> **ASSIGNED TASK**: What is needed here is an exact copy of every record below.

> **RECORDS SHOWN**:
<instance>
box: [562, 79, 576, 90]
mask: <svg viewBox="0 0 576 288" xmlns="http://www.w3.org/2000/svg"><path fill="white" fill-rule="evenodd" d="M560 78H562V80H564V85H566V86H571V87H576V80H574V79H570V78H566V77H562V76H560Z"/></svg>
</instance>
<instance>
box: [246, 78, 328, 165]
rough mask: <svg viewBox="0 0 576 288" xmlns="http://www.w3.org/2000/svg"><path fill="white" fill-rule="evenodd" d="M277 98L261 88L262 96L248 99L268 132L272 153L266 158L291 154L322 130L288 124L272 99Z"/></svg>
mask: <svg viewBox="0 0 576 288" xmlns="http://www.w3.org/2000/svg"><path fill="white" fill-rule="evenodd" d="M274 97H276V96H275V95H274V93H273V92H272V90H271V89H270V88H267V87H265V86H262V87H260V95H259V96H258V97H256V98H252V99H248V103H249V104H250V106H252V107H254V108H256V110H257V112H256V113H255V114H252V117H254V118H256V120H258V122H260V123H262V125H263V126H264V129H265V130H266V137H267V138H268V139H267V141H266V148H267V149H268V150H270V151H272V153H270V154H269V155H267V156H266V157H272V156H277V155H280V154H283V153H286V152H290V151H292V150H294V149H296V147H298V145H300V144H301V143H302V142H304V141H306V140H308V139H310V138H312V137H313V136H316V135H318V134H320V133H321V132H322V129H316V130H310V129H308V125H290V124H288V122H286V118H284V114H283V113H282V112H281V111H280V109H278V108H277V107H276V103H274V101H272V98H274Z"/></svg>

> **ANSWER FOR THE TASK**:
<instance>
box: [562, 79, 576, 90]
mask: <svg viewBox="0 0 576 288" xmlns="http://www.w3.org/2000/svg"><path fill="white" fill-rule="evenodd" d="M560 78H562V80H564V85H566V86H571V87H576V80H574V79H570V78H566V77H562V76H560Z"/></svg>
</instance>
<instance>
box: [246, 78, 328, 165]
rough mask: <svg viewBox="0 0 576 288" xmlns="http://www.w3.org/2000/svg"><path fill="white" fill-rule="evenodd" d="M277 98L261 88L262 96L248 99L268 132L272 153L266 158L291 154L322 130L288 124L272 99Z"/></svg>
mask: <svg viewBox="0 0 576 288" xmlns="http://www.w3.org/2000/svg"><path fill="white" fill-rule="evenodd" d="M274 97H276V96H275V95H274V93H273V92H272V90H271V89H270V88H267V87H265V86H262V87H260V95H259V96H258V97H256V98H252V99H248V103H249V104H250V106H252V107H254V108H256V110H257V112H256V113H255V114H252V117H254V118H256V120H258V122H260V123H262V125H263V126H264V129H265V130H266V137H267V138H268V139H267V141H266V148H267V149H268V150H270V151H272V153H270V154H269V155H267V156H266V157H272V156H277V155H280V154H283V153H286V152H290V151H292V150H294V149H296V147H298V145H300V144H301V143H302V142H304V141H306V140H308V139H310V138H312V137H313V136H316V135H318V134H320V133H321V132H322V129H316V130H310V129H308V125H290V124H288V122H286V118H284V114H283V113H282V112H281V111H280V109H278V108H277V107H276V103H274V101H272V98H274Z"/></svg>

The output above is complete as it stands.